> [TASK GOAL] When you reach the line containing "box: [40, 37, 259, 56]", begin copying exactly, and keep going through the last line of the records below, copying nothing before it.
# # # #
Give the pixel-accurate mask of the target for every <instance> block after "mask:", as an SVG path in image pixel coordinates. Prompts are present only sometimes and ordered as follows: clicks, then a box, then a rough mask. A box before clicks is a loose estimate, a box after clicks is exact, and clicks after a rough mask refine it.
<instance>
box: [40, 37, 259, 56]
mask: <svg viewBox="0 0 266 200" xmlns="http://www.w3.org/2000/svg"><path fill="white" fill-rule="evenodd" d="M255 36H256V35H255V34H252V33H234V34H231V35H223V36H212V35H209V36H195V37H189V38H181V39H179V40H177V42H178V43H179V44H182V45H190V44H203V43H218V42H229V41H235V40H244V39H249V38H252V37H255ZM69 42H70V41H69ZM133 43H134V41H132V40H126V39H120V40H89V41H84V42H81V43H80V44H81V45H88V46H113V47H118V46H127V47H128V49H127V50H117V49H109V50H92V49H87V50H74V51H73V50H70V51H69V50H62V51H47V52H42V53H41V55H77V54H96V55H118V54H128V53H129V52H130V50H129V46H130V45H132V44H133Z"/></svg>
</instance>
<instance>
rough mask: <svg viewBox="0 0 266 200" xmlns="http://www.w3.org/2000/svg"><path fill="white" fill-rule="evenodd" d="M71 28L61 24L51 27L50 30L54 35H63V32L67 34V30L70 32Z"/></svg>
# # # #
> [SOLVED EXERCISE]
box: [40, 37, 259, 56]
mask: <svg viewBox="0 0 266 200" xmlns="http://www.w3.org/2000/svg"><path fill="white" fill-rule="evenodd" d="M255 36H256V35H255V34H252V33H234V34H231V35H223V36H212V35H209V36H195V37H189V38H181V39H179V40H177V42H178V43H179V44H182V45H190V44H203V43H218V42H229V41H235V40H244V39H249V38H252V37H255ZM69 42H70V41H69ZM133 43H134V41H132V40H126V39H120V40H89V41H84V42H81V43H80V44H81V45H88V46H113V47H118V46H127V47H128V49H127V50H117V49H109V50H92V49H87V50H74V51H73V50H70V51H69V50H62V51H47V52H42V53H41V55H77V54H96V55H118V54H128V53H129V52H130V50H129V46H130V45H132V44H133Z"/></svg>
</instance>
<instance>
rough mask: <svg viewBox="0 0 266 200" xmlns="http://www.w3.org/2000/svg"><path fill="white" fill-rule="evenodd" d="M71 28L61 24L51 27L50 30L54 35H63V32L67 34V30L70 32Z"/></svg>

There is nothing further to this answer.